Texto extraído:
Amor e família.
Deus é o nosso pai, a Igreja é a sua esposa, tal como as freiras, os padres também são nossos pais e somos todos irmãos. É amor por todo o lado. O cristianismo aproveita os laços familiares de afecto, familiares em ambos os sentidos, para persuadir que o seu deus é um deus de amor e que o universo foi criado como uma família feliz. Mas tirando os olhos do umbigo, olhando além do que gostaríamos que fosse a norma na nossa espécie, vemos que este antropomorfismo optimista não representa adequadamente a realidade.
O amor fraternal é um de muitos ideais que esta religião diz poder ser corrompido pelo exercício da vontade livre. Mas o fratricídio é comum em animais aos quais não atribuem tal capacidade. Em pássaros como o pelicano ou a garça-vaqueira é normal as crias competirem agressivamente pela comida que os pais trazem. Tão agressivamente que acabam por matar as mais pequenas, sob o olhar indiferente dos progenitores. Muitas vespas parasitárias injectam vários ovos em cada vítima e as larvas que eclodem atacam-se mutuamente até só restar uma. E alguns tubarões começam o canibalismo ainda no ventre materno, comendo os irmãos antes de nascerem.

Dados fornecidos:
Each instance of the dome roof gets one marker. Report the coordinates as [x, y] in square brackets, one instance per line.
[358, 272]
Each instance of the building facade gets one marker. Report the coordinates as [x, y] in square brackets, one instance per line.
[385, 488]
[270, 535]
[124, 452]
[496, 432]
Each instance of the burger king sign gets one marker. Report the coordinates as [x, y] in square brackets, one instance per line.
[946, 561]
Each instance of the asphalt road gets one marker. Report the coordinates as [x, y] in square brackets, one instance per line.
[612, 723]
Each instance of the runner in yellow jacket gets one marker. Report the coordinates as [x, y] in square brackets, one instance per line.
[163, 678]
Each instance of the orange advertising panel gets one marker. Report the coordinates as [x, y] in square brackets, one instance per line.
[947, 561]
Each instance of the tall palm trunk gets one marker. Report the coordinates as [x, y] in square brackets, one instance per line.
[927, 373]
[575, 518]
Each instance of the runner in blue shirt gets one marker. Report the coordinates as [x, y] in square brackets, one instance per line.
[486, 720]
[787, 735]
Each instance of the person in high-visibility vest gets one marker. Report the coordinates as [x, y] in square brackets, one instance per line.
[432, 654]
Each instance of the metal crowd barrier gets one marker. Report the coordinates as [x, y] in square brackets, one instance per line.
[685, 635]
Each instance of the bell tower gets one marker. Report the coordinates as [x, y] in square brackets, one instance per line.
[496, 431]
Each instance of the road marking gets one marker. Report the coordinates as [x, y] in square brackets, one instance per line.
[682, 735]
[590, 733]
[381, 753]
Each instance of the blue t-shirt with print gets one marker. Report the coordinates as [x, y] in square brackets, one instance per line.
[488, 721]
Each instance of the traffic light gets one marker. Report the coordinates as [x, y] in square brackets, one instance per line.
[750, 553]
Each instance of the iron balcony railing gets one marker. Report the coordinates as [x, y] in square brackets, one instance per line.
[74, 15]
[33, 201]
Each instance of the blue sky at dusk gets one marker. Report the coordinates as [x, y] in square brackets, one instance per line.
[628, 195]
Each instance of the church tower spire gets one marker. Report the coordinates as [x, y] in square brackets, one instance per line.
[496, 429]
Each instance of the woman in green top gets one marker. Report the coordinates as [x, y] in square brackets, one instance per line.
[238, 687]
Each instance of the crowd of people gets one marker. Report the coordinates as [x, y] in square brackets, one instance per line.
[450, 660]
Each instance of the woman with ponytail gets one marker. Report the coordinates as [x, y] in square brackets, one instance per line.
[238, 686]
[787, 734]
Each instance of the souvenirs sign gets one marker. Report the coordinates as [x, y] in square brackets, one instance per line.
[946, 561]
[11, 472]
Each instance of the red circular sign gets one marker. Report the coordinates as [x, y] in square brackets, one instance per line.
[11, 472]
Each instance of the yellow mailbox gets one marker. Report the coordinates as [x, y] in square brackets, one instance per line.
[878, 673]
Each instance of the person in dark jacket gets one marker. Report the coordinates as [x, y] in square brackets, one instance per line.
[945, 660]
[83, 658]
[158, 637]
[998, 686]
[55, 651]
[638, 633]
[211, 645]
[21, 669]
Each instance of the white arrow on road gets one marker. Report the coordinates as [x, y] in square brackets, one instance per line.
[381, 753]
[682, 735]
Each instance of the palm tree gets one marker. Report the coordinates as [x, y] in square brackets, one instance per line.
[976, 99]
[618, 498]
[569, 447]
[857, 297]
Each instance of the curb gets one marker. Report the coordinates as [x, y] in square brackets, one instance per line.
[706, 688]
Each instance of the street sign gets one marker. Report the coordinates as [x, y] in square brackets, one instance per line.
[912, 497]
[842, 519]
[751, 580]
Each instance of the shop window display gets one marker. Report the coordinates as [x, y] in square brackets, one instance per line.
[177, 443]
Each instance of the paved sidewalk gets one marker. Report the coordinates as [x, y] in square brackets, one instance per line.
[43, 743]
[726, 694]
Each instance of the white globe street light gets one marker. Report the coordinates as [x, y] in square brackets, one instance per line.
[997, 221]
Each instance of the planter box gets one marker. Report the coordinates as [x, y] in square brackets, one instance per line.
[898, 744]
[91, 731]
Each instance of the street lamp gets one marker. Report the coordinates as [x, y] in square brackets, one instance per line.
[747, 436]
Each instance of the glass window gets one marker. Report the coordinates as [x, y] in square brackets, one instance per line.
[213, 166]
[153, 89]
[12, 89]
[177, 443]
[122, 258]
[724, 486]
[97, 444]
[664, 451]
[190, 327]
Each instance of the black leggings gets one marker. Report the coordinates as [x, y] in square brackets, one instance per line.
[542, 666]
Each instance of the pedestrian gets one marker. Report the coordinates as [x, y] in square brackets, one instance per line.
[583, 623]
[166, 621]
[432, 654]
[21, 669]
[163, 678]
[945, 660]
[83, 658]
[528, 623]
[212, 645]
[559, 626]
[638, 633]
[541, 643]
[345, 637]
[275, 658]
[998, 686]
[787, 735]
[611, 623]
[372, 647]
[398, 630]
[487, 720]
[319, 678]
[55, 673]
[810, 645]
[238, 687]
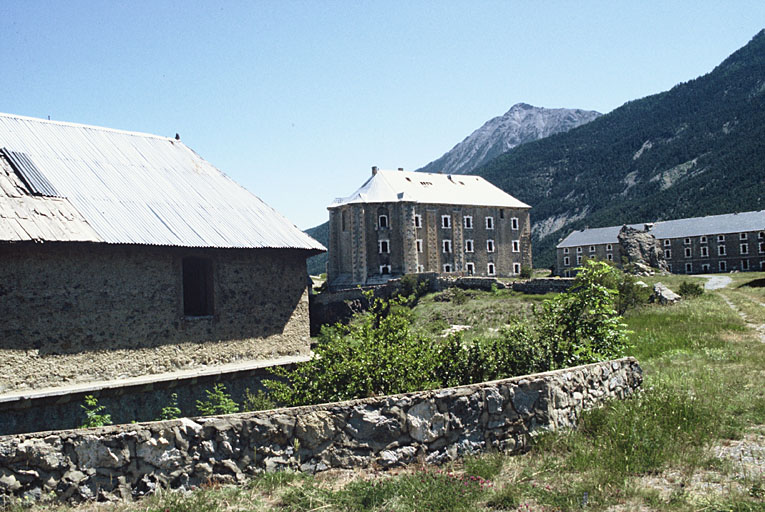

Detalhes da tarefa: Prossiga o texto sobre o amor e a família no cristianismo a partir da última frase apresentada.

Resposta abaixo:
O infanticídio por parte de adultos também é comum em muitas espécies. Os leões machos matam as crias das fêmeas quando se apossam de um bando, as fêmeas de coelho matam as crias umas das outras e em algumas espécies, como os escaravelhos necrófagos, alguns peixes e até hamsters, os progenitores matam os próprios filhos. Ao contrário do que alguns crentes sugerem, o amor de mãe não deve ser gratuitamente assumido. Como qualquer outra hipótese, também esta deve ser confrontada com os dados.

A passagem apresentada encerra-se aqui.